● GIVEN INSTRUCTION
Write out, word for word, every line from the one containing "of the dense" through the last line of the records below, both ends included.

● PROVIDED DATA
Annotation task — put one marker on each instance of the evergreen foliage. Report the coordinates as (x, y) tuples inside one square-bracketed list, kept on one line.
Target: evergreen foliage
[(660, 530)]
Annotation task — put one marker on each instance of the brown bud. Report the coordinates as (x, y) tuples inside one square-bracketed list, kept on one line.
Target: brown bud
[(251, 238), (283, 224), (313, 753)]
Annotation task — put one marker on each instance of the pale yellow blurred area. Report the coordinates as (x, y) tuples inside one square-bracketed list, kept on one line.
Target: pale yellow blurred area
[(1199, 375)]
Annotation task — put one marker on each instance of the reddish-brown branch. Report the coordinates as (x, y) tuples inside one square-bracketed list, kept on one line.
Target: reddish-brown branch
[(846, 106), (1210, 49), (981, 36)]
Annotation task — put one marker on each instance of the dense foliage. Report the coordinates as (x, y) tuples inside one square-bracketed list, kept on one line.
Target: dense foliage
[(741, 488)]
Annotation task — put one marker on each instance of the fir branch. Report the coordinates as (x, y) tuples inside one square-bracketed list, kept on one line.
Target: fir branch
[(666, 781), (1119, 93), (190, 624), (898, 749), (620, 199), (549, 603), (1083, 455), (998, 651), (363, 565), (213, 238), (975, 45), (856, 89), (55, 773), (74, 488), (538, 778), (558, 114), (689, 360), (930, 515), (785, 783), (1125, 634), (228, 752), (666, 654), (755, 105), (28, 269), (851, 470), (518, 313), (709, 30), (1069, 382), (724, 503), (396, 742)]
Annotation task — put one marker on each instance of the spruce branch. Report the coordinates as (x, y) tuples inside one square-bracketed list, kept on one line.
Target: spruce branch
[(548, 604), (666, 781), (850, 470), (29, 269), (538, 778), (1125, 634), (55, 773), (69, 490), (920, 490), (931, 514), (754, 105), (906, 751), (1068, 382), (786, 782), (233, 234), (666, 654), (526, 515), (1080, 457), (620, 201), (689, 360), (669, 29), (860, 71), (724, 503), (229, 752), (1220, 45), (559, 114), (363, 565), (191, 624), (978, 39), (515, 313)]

● RESULT FOR THIS EXERCISE
Annotation task — put one marker on each instance of the dense foliage. Report the coordinates as (x, y) tuples inside one square-bracketed list, kept on one line.
Target: dense foliage
[(741, 488)]
Annotation task — put one marker on each instance of the fir branch. Report the coordinates as (x, y) tuples inside one square-bracketed list, kept on one line.
Target: fir branch
[(666, 781), (1119, 93), (190, 624), (898, 749), (620, 199), (549, 603), (1083, 455), (998, 651), (363, 565), (213, 238), (975, 45), (856, 89), (55, 773), (74, 488), (538, 778), (558, 114), (689, 360), (930, 515), (785, 783), (1125, 634), (228, 752), (666, 654), (755, 105), (28, 269), (851, 470), (518, 313), (709, 30), (1069, 382), (724, 503), (396, 742)]
Annotation task — put one marker on each instance of the spruce branch. Report the coordinates as (x, y) tuples inside one square-bracketed list, kept on one line.
Target: spruce branch
[(548, 604), (666, 781), (850, 470), (29, 269), (538, 778), (1125, 634), (55, 773), (69, 490), (920, 490), (931, 514), (754, 105), (906, 751), (1068, 382), (786, 782), (233, 234), (666, 654), (526, 515), (1080, 457), (620, 201), (689, 360), (669, 29), (860, 71), (724, 503), (229, 752), (1220, 45), (559, 114), (363, 565), (191, 624), (978, 39), (515, 313)]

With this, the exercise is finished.